◆ Required task: Reproduce the listing below, changing each "patio lounge chair cushion" to "outdoor recliner pad" and leaving every other character as it is.

◆ Material for this exercise:
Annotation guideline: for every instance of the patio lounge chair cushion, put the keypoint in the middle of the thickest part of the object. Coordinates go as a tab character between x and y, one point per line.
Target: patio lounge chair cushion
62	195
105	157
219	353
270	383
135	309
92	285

◆ The reply:
Annotation guideline: for every instance of the outdoor recliner pad, put the keypoint in the middle of the thickest part of the object. Coordinates go as a tab character between x and y, one point per line.
Target: outdoor recliner pad
62	195
105	157
219	353
270	383
135	309
92	285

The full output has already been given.